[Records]
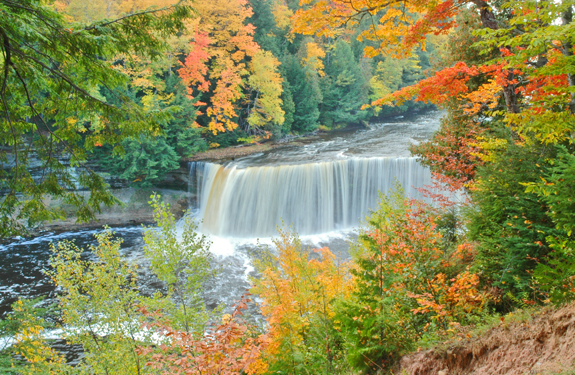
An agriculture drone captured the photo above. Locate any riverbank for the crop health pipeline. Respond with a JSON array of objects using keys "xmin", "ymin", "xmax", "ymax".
[
  {"xmin": 184, "ymin": 131, "xmax": 338, "ymax": 162},
  {"xmin": 31, "ymin": 188, "xmax": 193, "ymax": 236},
  {"xmin": 396, "ymin": 303, "xmax": 575, "ymax": 375}
]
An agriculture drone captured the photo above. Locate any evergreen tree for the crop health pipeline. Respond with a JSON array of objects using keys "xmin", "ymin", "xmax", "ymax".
[
  {"xmin": 164, "ymin": 74, "xmax": 207, "ymax": 157},
  {"xmin": 320, "ymin": 39, "xmax": 369, "ymax": 126},
  {"xmin": 282, "ymin": 55, "xmax": 320, "ymax": 133}
]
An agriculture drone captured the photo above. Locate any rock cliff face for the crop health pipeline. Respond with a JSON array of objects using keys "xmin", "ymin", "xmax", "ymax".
[
  {"xmin": 396, "ymin": 304, "xmax": 575, "ymax": 375},
  {"xmin": 37, "ymin": 188, "xmax": 194, "ymax": 234}
]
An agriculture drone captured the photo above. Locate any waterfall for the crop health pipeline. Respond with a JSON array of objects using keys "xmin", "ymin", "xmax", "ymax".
[{"xmin": 190, "ymin": 158, "xmax": 431, "ymax": 237}]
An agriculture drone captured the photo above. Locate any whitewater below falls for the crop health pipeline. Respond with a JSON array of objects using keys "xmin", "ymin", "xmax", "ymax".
[{"xmin": 0, "ymin": 112, "xmax": 442, "ymax": 313}]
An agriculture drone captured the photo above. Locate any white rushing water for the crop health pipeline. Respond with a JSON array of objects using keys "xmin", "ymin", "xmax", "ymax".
[{"xmin": 191, "ymin": 157, "xmax": 431, "ymax": 238}]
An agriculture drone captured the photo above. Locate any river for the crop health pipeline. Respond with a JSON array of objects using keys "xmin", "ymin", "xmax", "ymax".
[{"xmin": 0, "ymin": 112, "xmax": 442, "ymax": 314}]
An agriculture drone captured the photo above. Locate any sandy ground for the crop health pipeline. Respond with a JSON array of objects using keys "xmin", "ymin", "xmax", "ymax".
[{"xmin": 396, "ymin": 303, "xmax": 575, "ymax": 375}]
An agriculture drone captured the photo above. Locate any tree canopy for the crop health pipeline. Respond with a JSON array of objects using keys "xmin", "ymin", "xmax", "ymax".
[{"xmin": 0, "ymin": 0, "xmax": 192, "ymax": 237}]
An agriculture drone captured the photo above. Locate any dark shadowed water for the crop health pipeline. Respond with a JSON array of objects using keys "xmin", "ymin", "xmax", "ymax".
[{"xmin": 0, "ymin": 112, "xmax": 441, "ymax": 320}]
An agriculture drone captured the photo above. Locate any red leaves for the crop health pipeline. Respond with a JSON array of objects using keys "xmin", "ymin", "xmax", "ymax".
[
  {"xmin": 178, "ymin": 32, "xmax": 211, "ymax": 96},
  {"xmin": 138, "ymin": 293, "xmax": 267, "ymax": 375}
]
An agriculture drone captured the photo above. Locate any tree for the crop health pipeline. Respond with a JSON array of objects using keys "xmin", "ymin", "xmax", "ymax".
[
  {"xmin": 247, "ymin": 51, "xmax": 285, "ymax": 134},
  {"xmin": 282, "ymin": 56, "xmax": 321, "ymax": 133},
  {"xmin": 13, "ymin": 196, "xmax": 217, "ymax": 374},
  {"xmin": 178, "ymin": 0, "xmax": 259, "ymax": 135},
  {"xmin": 0, "ymin": 0, "xmax": 191, "ymax": 237},
  {"xmin": 320, "ymin": 39, "xmax": 369, "ymax": 126},
  {"xmin": 338, "ymin": 187, "xmax": 487, "ymax": 373},
  {"xmin": 144, "ymin": 194, "xmax": 219, "ymax": 334},
  {"xmin": 252, "ymin": 229, "xmax": 350, "ymax": 374}
]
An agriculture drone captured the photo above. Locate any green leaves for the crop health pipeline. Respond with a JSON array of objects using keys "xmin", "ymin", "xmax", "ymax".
[
  {"xmin": 0, "ymin": 0, "xmax": 195, "ymax": 238},
  {"xmin": 144, "ymin": 194, "xmax": 215, "ymax": 333}
]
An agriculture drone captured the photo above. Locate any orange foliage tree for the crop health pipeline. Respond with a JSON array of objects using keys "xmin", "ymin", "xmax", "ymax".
[
  {"xmin": 338, "ymin": 188, "xmax": 488, "ymax": 371},
  {"xmin": 138, "ymin": 294, "xmax": 267, "ymax": 375},
  {"xmin": 253, "ymin": 229, "xmax": 350, "ymax": 374},
  {"xmin": 178, "ymin": 0, "xmax": 260, "ymax": 134}
]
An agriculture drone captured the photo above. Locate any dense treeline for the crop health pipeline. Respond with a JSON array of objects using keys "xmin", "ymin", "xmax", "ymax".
[
  {"xmin": 3, "ymin": 0, "xmax": 575, "ymax": 374},
  {"xmin": 59, "ymin": 0, "xmax": 434, "ymax": 186}
]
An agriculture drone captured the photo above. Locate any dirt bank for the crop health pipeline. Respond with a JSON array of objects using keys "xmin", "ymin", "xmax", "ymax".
[
  {"xmin": 397, "ymin": 304, "xmax": 575, "ymax": 375},
  {"xmin": 186, "ymin": 138, "xmax": 318, "ymax": 161}
]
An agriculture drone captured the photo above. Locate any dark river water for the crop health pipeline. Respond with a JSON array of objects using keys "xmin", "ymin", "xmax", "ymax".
[{"xmin": 0, "ymin": 112, "xmax": 442, "ymax": 314}]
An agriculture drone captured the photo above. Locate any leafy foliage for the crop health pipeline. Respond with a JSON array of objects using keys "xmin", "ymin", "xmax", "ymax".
[
  {"xmin": 144, "ymin": 195, "xmax": 215, "ymax": 333},
  {"xmin": 252, "ymin": 228, "xmax": 349, "ymax": 374},
  {"xmin": 338, "ymin": 188, "xmax": 488, "ymax": 372},
  {"xmin": 0, "ymin": 0, "xmax": 191, "ymax": 237}
]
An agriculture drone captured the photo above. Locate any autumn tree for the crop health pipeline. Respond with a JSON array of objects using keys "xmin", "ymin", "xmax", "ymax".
[
  {"xmin": 178, "ymin": 0, "xmax": 259, "ymax": 134},
  {"xmin": 337, "ymin": 187, "xmax": 487, "ymax": 373},
  {"xmin": 139, "ymin": 295, "xmax": 268, "ymax": 375},
  {"xmin": 253, "ymin": 228, "xmax": 350, "ymax": 374}
]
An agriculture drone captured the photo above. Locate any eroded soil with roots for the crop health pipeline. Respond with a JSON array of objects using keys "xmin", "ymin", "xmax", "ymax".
[{"xmin": 395, "ymin": 304, "xmax": 575, "ymax": 375}]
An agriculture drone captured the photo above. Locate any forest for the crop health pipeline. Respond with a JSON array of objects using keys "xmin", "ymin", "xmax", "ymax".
[{"xmin": 0, "ymin": 0, "xmax": 575, "ymax": 374}]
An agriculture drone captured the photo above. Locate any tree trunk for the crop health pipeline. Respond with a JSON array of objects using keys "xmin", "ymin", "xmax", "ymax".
[
  {"xmin": 471, "ymin": 0, "xmax": 519, "ymax": 113},
  {"xmin": 561, "ymin": 7, "xmax": 575, "ymax": 114}
]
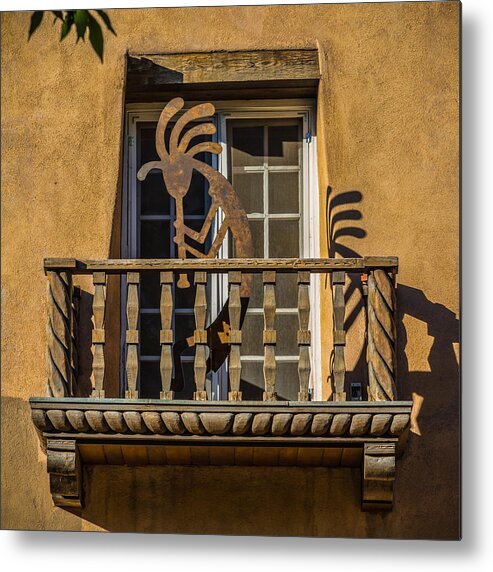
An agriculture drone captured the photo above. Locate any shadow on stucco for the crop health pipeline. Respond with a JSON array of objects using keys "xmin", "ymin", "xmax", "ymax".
[{"xmin": 67, "ymin": 184, "xmax": 460, "ymax": 538}]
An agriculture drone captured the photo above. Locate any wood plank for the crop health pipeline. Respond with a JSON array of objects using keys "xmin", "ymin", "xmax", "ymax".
[
  {"xmin": 127, "ymin": 49, "xmax": 320, "ymax": 89},
  {"xmin": 125, "ymin": 79, "xmax": 318, "ymax": 105},
  {"xmin": 92, "ymin": 271, "xmax": 106, "ymax": 397},
  {"xmin": 159, "ymin": 272, "xmax": 174, "ymax": 399},
  {"xmin": 125, "ymin": 272, "xmax": 140, "ymax": 399},
  {"xmin": 44, "ymin": 256, "xmax": 398, "ymax": 274},
  {"xmin": 228, "ymin": 272, "xmax": 242, "ymax": 401}
]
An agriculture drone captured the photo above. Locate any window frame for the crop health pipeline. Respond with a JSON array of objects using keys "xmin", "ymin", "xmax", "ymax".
[{"xmin": 121, "ymin": 99, "xmax": 322, "ymax": 401}]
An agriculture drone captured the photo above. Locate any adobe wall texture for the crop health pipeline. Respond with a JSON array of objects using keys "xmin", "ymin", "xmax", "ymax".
[{"xmin": 1, "ymin": 1, "xmax": 460, "ymax": 539}]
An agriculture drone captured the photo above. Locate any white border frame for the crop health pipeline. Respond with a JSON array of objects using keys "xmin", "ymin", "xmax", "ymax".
[{"xmin": 121, "ymin": 99, "xmax": 323, "ymax": 401}]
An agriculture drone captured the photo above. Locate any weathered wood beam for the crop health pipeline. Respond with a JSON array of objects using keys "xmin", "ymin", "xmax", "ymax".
[
  {"xmin": 367, "ymin": 269, "xmax": 397, "ymax": 401},
  {"xmin": 44, "ymin": 256, "xmax": 399, "ymax": 274},
  {"xmin": 127, "ymin": 49, "xmax": 320, "ymax": 85}
]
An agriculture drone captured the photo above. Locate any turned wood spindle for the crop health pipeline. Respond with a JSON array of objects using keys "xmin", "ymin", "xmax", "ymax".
[
  {"xmin": 91, "ymin": 272, "xmax": 106, "ymax": 397},
  {"xmin": 262, "ymin": 271, "xmax": 277, "ymax": 401},
  {"xmin": 159, "ymin": 272, "xmax": 174, "ymax": 399},
  {"xmin": 298, "ymin": 272, "xmax": 311, "ymax": 401},
  {"xmin": 228, "ymin": 272, "xmax": 242, "ymax": 401},
  {"xmin": 125, "ymin": 272, "xmax": 140, "ymax": 399},
  {"xmin": 367, "ymin": 269, "xmax": 397, "ymax": 401},
  {"xmin": 46, "ymin": 272, "xmax": 76, "ymax": 397},
  {"xmin": 332, "ymin": 271, "xmax": 346, "ymax": 401},
  {"xmin": 193, "ymin": 272, "xmax": 207, "ymax": 401}
]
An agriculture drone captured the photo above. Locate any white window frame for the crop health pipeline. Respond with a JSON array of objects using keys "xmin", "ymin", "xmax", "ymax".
[{"xmin": 121, "ymin": 99, "xmax": 322, "ymax": 401}]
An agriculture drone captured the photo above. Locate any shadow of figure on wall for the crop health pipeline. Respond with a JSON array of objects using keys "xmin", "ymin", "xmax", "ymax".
[
  {"xmin": 325, "ymin": 186, "xmax": 459, "ymax": 409},
  {"xmin": 324, "ymin": 186, "xmax": 368, "ymax": 400}
]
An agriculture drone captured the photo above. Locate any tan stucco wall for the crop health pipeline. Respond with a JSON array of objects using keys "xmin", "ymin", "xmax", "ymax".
[{"xmin": 1, "ymin": 1, "xmax": 460, "ymax": 538}]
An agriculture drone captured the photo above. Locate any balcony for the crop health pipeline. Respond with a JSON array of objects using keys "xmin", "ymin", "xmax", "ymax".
[{"xmin": 30, "ymin": 257, "xmax": 411, "ymax": 511}]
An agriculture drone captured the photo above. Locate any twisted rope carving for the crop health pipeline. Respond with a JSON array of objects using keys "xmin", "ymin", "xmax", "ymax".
[
  {"xmin": 32, "ymin": 409, "xmax": 410, "ymax": 438},
  {"xmin": 368, "ymin": 270, "xmax": 397, "ymax": 401},
  {"xmin": 47, "ymin": 272, "xmax": 76, "ymax": 397}
]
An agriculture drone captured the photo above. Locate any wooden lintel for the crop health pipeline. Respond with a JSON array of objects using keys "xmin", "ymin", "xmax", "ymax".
[{"xmin": 128, "ymin": 49, "xmax": 320, "ymax": 86}]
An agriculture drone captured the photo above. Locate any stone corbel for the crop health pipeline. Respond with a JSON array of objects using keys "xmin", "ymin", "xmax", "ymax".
[
  {"xmin": 46, "ymin": 439, "xmax": 82, "ymax": 510},
  {"xmin": 362, "ymin": 443, "xmax": 395, "ymax": 510}
]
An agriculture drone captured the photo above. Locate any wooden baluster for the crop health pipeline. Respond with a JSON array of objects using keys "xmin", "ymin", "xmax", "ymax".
[
  {"xmin": 298, "ymin": 272, "xmax": 311, "ymax": 401},
  {"xmin": 262, "ymin": 271, "xmax": 277, "ymax": 401},
  {"xmin": 332, "ymin": 271, "xmax": 346, "ymax": 401},
  {"xmin": 46, "ymin": 271, "xmax": 75, "ymax": 397},
  {"xmin": 91, "ymin": 272, "xmax": 106, "ymax": 397},
  {"xmin": 193, "ymin": 272, "xmax": 207, "ymax": 401},
  {"xmin": 159, "ymin": 272, "xmax": 175, "ymax": 399},
  {"xmin": 228, "ymin": 272, "xmax": 242, "ymax": 401},
  {"xmin": 125, "ymin": 272, "xmax": 140, "ymax": 399},
  {"xmin": 367, "ymin": 270, "xmax": 397, "ymax": 401}
]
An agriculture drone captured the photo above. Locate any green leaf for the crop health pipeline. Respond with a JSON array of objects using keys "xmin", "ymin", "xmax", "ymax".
[
  {"xmin": 60, "ymin": 12, "xmax": 74, "ymax": 41},
  {"xmin": 51, "ymin": 10, "xmax": 63, "ymax": 24},
  {"xmin": 96, "ymin": 10, "xmax": 116, "ymax": 36},
  {"xmin": 28, "ymin": 10, "xmax": 44, "ymax": 41},
  {"xmin": 89, "ymin": 14, "xmax": 104, "ymax": 63},
  {"xmin": 74, "ymin": 10, "xmax": 89, "ymax": 41}
]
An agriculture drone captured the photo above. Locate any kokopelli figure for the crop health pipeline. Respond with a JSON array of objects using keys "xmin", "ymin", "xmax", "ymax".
[
  {"xmin": 137, "ymin": 97, "xmax": 253, "ymax": 390},
  {"xmin": 137, "ymin": 97, "xmax": 253, "ymax": 288}
]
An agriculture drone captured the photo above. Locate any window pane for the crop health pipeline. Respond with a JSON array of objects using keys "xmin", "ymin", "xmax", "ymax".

• [Task brief]
Count the lines in the records above that contain the string "figure". Reply with the number alone.

• [Written response]
2